(Saved entries)
***

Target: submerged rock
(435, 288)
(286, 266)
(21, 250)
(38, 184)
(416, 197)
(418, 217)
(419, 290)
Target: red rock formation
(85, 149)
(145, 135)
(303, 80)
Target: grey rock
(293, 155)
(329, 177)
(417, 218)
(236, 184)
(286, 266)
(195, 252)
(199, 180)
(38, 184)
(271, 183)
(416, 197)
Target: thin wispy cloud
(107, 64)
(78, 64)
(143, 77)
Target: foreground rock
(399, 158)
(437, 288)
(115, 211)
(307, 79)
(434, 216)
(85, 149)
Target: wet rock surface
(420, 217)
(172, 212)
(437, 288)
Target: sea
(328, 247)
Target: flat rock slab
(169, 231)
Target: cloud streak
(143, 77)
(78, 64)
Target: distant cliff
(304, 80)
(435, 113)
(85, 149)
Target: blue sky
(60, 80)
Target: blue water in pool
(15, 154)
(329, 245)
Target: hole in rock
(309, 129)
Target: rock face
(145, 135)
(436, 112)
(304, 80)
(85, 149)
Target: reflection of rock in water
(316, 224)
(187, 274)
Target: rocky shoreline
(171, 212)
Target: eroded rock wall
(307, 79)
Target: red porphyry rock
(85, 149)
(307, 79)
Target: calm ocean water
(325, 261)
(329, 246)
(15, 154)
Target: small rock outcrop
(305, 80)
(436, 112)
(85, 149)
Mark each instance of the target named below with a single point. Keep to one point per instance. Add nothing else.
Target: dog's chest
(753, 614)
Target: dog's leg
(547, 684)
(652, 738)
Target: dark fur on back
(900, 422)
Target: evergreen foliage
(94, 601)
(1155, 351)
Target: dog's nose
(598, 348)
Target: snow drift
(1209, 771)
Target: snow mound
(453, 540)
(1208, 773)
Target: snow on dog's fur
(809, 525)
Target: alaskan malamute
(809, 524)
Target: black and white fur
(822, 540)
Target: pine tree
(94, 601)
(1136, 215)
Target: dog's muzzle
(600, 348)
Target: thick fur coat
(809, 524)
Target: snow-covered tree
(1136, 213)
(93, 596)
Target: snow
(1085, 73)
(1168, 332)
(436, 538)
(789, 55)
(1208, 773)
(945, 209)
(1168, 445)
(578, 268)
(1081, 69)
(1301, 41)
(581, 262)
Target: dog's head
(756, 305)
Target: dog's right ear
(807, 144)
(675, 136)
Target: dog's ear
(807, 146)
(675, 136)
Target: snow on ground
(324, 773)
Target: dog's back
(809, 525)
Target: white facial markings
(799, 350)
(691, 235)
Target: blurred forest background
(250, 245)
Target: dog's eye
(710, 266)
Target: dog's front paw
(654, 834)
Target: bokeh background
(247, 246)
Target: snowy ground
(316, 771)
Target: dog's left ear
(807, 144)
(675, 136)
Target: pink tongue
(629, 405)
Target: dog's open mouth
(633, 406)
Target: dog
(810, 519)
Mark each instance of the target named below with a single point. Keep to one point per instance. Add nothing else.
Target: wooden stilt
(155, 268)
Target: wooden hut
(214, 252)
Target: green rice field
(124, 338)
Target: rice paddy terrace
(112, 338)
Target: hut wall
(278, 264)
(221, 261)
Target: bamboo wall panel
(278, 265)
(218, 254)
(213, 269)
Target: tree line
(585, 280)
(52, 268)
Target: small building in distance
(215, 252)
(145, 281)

***

> Exercise prompt
One line above contains "Target: black and white fur". Output that line and each one after it, word for word, and nothing else.

> Exercise response
Target: black and white fur
(822, 540)
Target: pine tree
(94, 601)
(1136, 215)
Target: dog's muzzle
(600, 348)
Target: thick fur coat
(809, 524)
Target: snow-covered tree
(1136, 213)
(93, 596)
Target: snow
(1085, 73)
(1168, 332)
(436, 538)
(789, 55)
(1208, 773)
(945, 209)
(1168, 445)
(578, 268)
(1081, 69)
(1301, 41)
(581, 262)
Target: dog's head
(756, 305)
Target: dog's right ear
(807, 144)
(675, 136)
Target: dog's ear
(807, 146)
(675, 136)
Target: snow on ground
(324, 773)
Target: dog's back
(809, 525)
Target: white facial markings
(799, 350)
(691, 235)
Target: blurred forest background
(250, 245)
Target: dog's eye
(710, 266)
Target: dog's front paw
(654, 834)
Target: bokeh background
(247, 246)
Target: snowy ground
(316, 771)
Target: dog's left ear
(807, 144)
(675, 136)
Target: pink tongue
(629, 405)
Target: dog's open mouth
(633, 406)
Target: dog
(810, 519)
Mark each instance of the target named below with a single point. Keep to one point per instance. Add nothing else.
Target: wooden stilt
(155, 268)
Target: wooden hut
(214, 252)
Target: green rice field
(124, 338)
Target: rice paddy terrace
(112, 338)
Target: hut wall
(278, 264)
(221, 261)
Target: bamboo wall panel
(278, 265)
(218, 254)
(213, 269)
Target: tree line
(585, 280)
(52, 268)
Target: small building in distance
(215, 252)
(145, 281)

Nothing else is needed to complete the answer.